[Part of a data file]
☆ ☆ ☆ ☆ ☆ ☆ ☆
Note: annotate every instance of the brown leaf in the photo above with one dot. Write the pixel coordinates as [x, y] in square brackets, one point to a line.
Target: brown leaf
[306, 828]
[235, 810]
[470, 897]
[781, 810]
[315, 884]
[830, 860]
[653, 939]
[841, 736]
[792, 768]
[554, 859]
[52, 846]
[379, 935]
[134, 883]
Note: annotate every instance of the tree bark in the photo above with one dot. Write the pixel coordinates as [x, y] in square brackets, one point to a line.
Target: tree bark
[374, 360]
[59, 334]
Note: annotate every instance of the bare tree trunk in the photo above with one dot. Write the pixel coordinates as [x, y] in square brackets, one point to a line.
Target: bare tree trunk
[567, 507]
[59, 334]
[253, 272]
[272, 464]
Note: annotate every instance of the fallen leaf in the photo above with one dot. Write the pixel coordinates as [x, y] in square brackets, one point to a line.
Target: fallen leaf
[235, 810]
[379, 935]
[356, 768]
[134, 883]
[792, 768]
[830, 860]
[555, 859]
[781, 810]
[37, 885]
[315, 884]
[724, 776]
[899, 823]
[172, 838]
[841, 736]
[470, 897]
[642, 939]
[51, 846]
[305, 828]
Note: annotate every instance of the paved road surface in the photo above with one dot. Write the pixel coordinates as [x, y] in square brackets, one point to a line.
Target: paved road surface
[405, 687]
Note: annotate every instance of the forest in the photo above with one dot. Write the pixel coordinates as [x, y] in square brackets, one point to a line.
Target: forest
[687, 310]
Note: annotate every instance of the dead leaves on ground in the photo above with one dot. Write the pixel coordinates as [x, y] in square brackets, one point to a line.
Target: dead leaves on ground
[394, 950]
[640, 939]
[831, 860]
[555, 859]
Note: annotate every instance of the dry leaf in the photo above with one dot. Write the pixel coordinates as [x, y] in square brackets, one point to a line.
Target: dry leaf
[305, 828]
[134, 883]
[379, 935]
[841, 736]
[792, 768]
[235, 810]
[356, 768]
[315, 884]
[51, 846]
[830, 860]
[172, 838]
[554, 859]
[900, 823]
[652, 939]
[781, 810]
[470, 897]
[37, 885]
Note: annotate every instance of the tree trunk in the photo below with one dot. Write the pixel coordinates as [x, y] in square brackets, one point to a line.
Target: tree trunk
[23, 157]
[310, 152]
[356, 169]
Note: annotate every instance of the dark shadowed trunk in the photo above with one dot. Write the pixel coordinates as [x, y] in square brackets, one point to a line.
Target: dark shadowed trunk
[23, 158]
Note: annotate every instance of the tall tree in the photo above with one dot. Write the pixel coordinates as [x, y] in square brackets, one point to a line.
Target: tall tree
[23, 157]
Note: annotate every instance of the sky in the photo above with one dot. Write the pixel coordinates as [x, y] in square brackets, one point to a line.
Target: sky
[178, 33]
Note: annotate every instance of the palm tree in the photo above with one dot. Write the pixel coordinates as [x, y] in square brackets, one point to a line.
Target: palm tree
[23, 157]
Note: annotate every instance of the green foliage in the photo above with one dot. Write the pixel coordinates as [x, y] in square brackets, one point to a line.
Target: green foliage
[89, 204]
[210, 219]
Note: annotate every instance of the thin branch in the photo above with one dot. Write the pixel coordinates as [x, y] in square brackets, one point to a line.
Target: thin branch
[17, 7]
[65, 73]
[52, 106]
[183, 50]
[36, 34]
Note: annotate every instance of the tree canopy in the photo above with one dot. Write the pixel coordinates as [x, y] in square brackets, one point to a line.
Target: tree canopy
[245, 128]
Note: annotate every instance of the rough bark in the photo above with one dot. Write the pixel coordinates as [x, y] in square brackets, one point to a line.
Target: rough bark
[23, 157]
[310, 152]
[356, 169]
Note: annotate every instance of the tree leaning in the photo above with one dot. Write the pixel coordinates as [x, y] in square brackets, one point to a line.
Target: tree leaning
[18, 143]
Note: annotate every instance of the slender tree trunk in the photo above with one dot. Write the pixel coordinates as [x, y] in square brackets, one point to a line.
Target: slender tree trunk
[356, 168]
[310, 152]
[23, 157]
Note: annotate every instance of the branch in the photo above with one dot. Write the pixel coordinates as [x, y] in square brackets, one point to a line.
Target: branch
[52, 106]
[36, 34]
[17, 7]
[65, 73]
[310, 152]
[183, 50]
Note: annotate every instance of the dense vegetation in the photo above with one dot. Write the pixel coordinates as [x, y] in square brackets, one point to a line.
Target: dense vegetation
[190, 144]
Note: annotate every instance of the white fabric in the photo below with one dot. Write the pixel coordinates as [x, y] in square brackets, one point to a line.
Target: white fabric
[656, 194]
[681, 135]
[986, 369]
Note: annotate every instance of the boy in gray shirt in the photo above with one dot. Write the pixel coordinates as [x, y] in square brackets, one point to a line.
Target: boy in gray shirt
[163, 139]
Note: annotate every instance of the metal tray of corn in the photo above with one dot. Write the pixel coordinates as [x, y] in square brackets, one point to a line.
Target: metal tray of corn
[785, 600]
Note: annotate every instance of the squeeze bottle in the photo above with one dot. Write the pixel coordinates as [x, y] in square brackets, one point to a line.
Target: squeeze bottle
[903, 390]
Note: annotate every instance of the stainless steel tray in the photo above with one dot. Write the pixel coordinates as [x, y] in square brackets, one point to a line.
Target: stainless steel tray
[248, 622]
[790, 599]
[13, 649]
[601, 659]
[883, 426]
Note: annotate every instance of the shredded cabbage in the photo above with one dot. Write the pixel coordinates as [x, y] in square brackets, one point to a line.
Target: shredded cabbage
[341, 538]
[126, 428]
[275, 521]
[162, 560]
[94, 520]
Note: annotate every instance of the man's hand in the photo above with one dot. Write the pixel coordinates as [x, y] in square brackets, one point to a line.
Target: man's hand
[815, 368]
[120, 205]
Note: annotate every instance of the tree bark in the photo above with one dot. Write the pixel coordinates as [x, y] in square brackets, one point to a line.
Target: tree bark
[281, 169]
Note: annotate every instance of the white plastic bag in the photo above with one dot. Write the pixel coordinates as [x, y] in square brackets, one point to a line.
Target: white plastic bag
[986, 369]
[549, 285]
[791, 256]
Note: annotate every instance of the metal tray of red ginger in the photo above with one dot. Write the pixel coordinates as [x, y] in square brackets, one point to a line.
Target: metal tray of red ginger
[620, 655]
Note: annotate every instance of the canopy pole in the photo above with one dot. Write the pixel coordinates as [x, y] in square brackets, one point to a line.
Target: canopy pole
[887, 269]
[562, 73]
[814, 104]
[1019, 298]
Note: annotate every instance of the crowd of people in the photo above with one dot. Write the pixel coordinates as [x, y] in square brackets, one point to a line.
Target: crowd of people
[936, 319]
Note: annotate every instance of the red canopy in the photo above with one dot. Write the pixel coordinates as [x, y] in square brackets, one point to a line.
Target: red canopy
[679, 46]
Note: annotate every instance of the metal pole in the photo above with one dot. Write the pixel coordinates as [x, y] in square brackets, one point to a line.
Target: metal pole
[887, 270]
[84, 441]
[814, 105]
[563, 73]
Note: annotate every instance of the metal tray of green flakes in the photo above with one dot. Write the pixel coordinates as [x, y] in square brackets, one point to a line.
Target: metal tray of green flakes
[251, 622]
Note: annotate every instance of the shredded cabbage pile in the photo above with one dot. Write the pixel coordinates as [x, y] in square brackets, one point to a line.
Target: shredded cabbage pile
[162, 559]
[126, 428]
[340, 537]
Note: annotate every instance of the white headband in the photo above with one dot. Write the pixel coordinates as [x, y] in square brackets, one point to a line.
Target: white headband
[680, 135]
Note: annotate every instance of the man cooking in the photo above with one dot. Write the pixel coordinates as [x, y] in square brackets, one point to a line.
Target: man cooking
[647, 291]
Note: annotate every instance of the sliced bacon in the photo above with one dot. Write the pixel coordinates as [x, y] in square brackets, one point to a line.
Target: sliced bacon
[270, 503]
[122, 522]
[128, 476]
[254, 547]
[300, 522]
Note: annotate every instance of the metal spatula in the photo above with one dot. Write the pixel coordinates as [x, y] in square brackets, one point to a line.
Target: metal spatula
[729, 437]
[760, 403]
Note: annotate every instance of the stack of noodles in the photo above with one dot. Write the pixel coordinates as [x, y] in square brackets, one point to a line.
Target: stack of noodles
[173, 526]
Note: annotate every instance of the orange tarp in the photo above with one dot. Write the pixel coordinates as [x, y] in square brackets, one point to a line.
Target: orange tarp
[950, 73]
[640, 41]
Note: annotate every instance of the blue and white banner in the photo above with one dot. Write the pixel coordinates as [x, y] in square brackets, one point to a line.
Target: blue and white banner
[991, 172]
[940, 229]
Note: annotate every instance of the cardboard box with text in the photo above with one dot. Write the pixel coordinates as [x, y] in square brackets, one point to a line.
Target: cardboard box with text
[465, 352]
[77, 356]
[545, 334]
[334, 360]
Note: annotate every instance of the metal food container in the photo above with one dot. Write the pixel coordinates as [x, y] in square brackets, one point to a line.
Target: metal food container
☆ ☆ ☆ ☆ ☆ ☆ ☆
▶ **Problem statement**
Write out the lines above, starting at the line that contains "Note: annotate every instance of the sliced" and ending with the final line, and nothing else; copy them exactly.

▶ **Correct response**
Note: annotate every instance of the sliced bacon in the photo above with one dot. Write the pixel coordinates as [x, y] in square brackets, one point to a line.
Target: sliced bacon
[270, 503]
[122, 522]
[128, 476]
[254, 547]
[300, 522]
Note: annotate every instance of the metal spatula in the photo above with one dot. Write the pixel coordinates as [x, y] in square brackets, one point to a line.
Target: metal spatula
[729, 437]
[760, 403]
Note: annotate every instance of the stack of noodles in the photo above with one dot. Write the pixel coordinates as [x, y] in square brackets, one point to a line.
Target: stack of noodles
[173, 526]
Note: annotate every instance of the orange tarp in the photo above with one dot. Write the pixel coordinates as [x, y] in square brackets, one point to a line.
Target: orange tarp
[950, 73]
[640, 41]
Note: annotate every instance of the blue and white banner in the photo above with one dot. Write the pixel coordinates as [x, y] in square brackets, one point to a line.
Target: blue and white banner
[991, 172]
[940, 229]
Note: annotate every instance of the cardboard box with text in the photo above with one dot. Write the pixel coordinates as [x, y] in square brackets, one point to a line.
Target: cardboard box with text
[465, 352]
[77, 356]
[545, 334]
[334, 360]
Note: annotate every instance of the metal food container in the photo above with one dot. Write the pixel coordinates as [x, y] in square brackets, one point to a line.
Target: metal food container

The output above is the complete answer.